━━ Vorliegender Text

Im Westen verstehen wir unter Yoga meistens Hatha Yoga, also die körperlichen Übungen die uns zur Harmonie führen. Yoga ist aber weitausmehr als ein paar Asanas (Körperübungen). Lese hier im Detail was Yoga ist.
Yoga (‚yog‘ Sanskrit für Einheit) ist ein Weg zur Erleuchtung, zur Einswerdung, zur Verschmelzung mit der Quelle. Ein Yogi möchte durch Yoga zur Erleuchtung finden. Wie man so schön sagt, führen mehrere Wege nach Rom. So ist es auch im Yoga. Es gibt unterschiedliche Wege um ans Ziel zu gelangen. Die vier traditionellen Wege des Yoga sind Karma Yoga, Bhakti Yoga, Jnana Yoga und Raja Yoga. Jeder dieser Wege stellt unterschiedliche Methoden zur Verfügung um an das Ziel zu gelangen, welches immer das Gleiche ist: Die Erleuchtung. Es gibt keine klaren Grenzen zwischen diesen vier Wegen.

━━━━
━━ Auszüge der Zeilen

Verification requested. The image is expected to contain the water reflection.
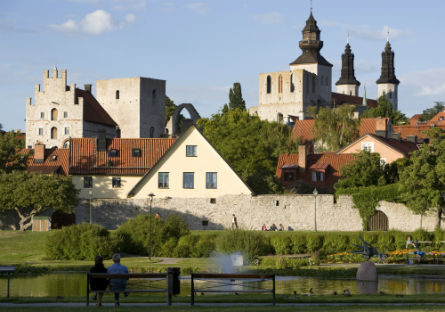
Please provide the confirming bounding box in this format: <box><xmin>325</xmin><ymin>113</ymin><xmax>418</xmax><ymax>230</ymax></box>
<box><xmin>0</xmin><ymin>272</ymin><xmax>445</xmax><ymax>297</ymax></box>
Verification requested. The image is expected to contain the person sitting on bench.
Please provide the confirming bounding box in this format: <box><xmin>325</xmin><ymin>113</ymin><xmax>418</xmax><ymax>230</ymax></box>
<box><xmin>107</xmin><ymin>254</ymin><xmax>128</xmax><ymax>307</ymax></box>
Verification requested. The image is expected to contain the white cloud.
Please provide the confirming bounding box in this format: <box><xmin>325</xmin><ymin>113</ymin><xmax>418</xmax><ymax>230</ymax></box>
<box><xmin>185</xmin><ymin>2</ymin><xmax>209</xmax><ymax>15</ymax></box>
<box><xmin>400</xmin><ymin>68</ymin><xmax>445</xmax><ymax>96</ymax></box>
<box><xmin>321</xmin><ymin>21</ymin><xmax>410</xmax><ymax>40</ymax></box>
<box><xmin>253</xmin><ymin>12</ymin><xmax>284</xmax><ymax>24</ymax></box>
<box><xmin>50</xmin><ymin>10</ymin><xmax>136</xmax><ymax>35</ymax></box>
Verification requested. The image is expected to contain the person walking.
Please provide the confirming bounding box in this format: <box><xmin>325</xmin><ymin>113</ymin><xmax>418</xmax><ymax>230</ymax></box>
<box><xmin>107</xmin><ymin>254</ymin><xmax>128</xmax><ymax>307</ymax></box>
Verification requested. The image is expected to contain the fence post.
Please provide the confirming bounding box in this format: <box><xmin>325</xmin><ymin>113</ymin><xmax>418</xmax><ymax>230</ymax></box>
<box><xmin>190</xmin><ymin>273</ymin><xmax>195</xmax><ymax>305</ymax></box>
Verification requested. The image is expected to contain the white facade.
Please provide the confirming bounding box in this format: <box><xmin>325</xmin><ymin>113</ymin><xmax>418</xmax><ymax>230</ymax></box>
<box><xmin>96</xmin><ymin>77</ymin><xmax>165</xmax><ymax>138</ymax></box>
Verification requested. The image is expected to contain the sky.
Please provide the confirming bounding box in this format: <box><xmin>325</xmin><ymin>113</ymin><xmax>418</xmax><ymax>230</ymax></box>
<box><xmin>0</xmin><ymin>0</ymin><xmax>445</xmax><ymax>130</ymax></box>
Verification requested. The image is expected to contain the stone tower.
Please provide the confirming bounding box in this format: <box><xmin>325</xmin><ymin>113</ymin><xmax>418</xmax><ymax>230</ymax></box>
<box><xmin>377</xmin><ymin>40</ymin><xmax>400</xmax><ymax>110</ymax></box>
<box><xmin>290</xmin><ymin>10</ymin><xmax>332</xmax><ymax>105</ymax></box>
<box><xmin>335</xmin><ymin>42</ymin><xmax>360</xmax><ymax>96</ymax></box>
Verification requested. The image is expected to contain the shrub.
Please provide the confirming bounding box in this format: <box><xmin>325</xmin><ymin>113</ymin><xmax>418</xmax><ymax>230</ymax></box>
<box><xmin>116</xmin><ymin>215</ymin><xmax>190</xmax><ymax>257</ymax></box>
<box><xmin>46</xmin><ymin>223</ymin><xmax>120</xmax><ymax>260</ymax></box>
<box><xmin>216</xmin><ymin>230</ymin><xmax>272</xmax><ymax>263</ymax></box>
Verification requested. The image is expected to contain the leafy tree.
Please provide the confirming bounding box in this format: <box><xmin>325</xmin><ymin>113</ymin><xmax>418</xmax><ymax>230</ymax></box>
<box><xmin>400</xmin><ymin>128</ymin><xmax>445</xmax><ymax>214</ymax></box>
<box><xmin>0</xmin><ymin>128</ymin><xmax>28</xmax><ymax>174</ymax></box>
<box><xmin>419</xmin><ymin>102</ymin><xmax>445</xmax><ymax>121</ymax></box>
<box><xmin>223</xmin><ymin>82</ymin><xmax>246</xmax><ymax>112</ymax></box>
<box><xmin>0</xmin><ymin>171</ymin><xmax>78</xmax><ymax>231</ymax></box>
<box><xmin>197</xmin><ymin>109</ymin><xmax>297</xmax><ymax>194</ymax></box>
<box><xmin>361</xmin><ymin>95</ymin><xmax>408</xmax><ymax>125</ymax></box>
<box><xmin>308</xmin><ymin>105</ymin><xmax>359</xmax><ymax>151</ymax></box>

━━━━

→ Aufgaben:
a – Übertrage den Satz „Ein Yogi möchte durch Yoga zur Erleuchtung finden.“ aus dem Text über Yoga ins Englische.
b – Fahre mit dem Text über Yoga nach seinem letzten Satz fort.

→ Antworten:
a – A yogi wants to find enlightenment through yoga.

b –
Die Quelle der Yogawege
Die vier Yogawege existieren schon seit der Entstehung des Yoga. Vor 3000 – 4000 Jahren entstand die Yoga Philosophie in Indien, die zuerst mündlich von Lehrer zu Schüler und in späterer Folge schriftlich weitergegeben wurde. Alle vier Wege werden in der Bhagavad Gita (vermutlich entstanden zwischen dem 5. und 2. Jh. v. Ch.) erwähnt, Shankara (indischer Philosoph des 8. Jh.) fokussiert sich auf Jnana Yoga, Ramanuja (Hinduistischer Theologe des 11. und 12 Jh.) legt der Schwerpunkt auf Bhakti Yoga und in Patanjali’s Yoga Sutras (400 v. Ch.) wird die Wichtigkeit des Raja Yogas diskutiert.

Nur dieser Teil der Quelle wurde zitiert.